(Exercise objective)
Without any omission, reproduce the records that follow.

(Data under study)
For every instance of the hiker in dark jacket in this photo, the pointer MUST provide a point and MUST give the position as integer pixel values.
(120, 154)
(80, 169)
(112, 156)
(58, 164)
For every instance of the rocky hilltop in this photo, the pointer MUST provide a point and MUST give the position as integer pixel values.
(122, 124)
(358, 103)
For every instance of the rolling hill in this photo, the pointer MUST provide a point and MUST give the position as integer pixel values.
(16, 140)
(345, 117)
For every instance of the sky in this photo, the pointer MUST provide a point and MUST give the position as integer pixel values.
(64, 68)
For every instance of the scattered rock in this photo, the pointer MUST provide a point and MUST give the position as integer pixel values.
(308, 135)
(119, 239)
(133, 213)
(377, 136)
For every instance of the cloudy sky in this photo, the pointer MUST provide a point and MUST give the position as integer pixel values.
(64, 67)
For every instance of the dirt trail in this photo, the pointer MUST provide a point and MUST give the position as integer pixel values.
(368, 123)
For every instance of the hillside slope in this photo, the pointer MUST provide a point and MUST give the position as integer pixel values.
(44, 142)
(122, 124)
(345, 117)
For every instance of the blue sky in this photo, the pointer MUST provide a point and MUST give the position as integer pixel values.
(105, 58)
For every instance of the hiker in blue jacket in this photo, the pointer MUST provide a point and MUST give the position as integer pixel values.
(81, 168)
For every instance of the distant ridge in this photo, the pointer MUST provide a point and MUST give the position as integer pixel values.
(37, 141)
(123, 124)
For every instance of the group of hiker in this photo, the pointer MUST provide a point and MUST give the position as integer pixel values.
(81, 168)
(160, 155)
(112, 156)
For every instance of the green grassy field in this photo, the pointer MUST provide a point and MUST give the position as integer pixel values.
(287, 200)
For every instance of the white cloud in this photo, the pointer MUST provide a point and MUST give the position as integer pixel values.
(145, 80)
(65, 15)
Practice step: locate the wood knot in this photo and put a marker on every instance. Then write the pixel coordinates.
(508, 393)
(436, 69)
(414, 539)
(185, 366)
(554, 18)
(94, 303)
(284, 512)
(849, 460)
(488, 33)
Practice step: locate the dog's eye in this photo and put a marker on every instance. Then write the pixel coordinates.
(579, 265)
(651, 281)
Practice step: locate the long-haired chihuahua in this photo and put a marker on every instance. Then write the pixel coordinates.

(Problem solution)
For every instance of the hiker in dark jacket in this photo, the pointer MUST provide a point and MUST give the position as integer pixel values.
(120, 154)
(80, 169)
(112, 156)
(58, 164)
For every instance of the rocky hilltop in this photo, the pointer MUST provide a point and MUST give the position as integer pixel values.
(122, 124)
(358, 103)
For every instance of the rolling hill in this photo, the pointer MUST provide a point and MUST give the position as integer pixel values.
(16, 140)
(345, 117)
For every instance of the sky in this photo, the pointer MUST provide a point and MUST give the position as integer pixel values.
(64, 68)
For every instance of the scattered rock in this photo, the pointer MUST provide a point and MUST give the position as integer pixel values.
(308, 135)
(119, 239)
(133, 213)
(377, 136)
For every instance of the cloudy sky in this photo, the pointer MUST provide a point and MUST give the position as integer pixel values.
(64, 67)
For every instance of the dirt trail in this photo, the pointer MUST provide a point and MUST give the position as integer pixel values.
(368, 123)
For every instance of the hillside slope in this photo, the pointer MUST provide a point and MUST give the position as integer pixel values.
(44, 142)
(122, 124)
(345, 117)
For every instance of the blue sky in this photo, the pointer MUST provide a point and MUST give the position as integer pixel values.
(105, 58)
For every instance of the hiker in blue jacket in this photo, the pointer MUST provide a point and MUST give the position as integer pixel values.
(81, 168)
For every instance of the distant ridge in this photo, the pointer MUST provide a point and MUST give the position as integer pixel values.
(37, 141)
(123, 124)
For every instance of the group of hiker in this photo, the pointer MUST provide a point and MUST give the position as integer pixel values.
(81, 168)
(160, 155)
(112, 156)
For every instance of the green grassy field in this photo, the pointer MUST provide a point and MUST give the position as integer pixel values.
(287, 200)
For every instance of the white cloud in this photo, the pointer MUST provide a point and MUST give the position as integer pixel values.
(145, 80)
(65, 15)
Practice step: locate the wood knot in this photo and put a marker on every instance. Then write the pixel coordinates.
(508, 393)
(436, 69)
(414, 539)
(185, 366)
(554, 18)
(94, 303)
(284, 512)
(849, 460)
(488, 33)
Practice step: locate the dog's eye in this photo and put a marker on every instance. Then write the pixel coordinates.
(579, 265)
(651, 281)
Practice step: locate the long-haired chihuahua in this photo and put a marker on every instance. Then write the pixel coordinates.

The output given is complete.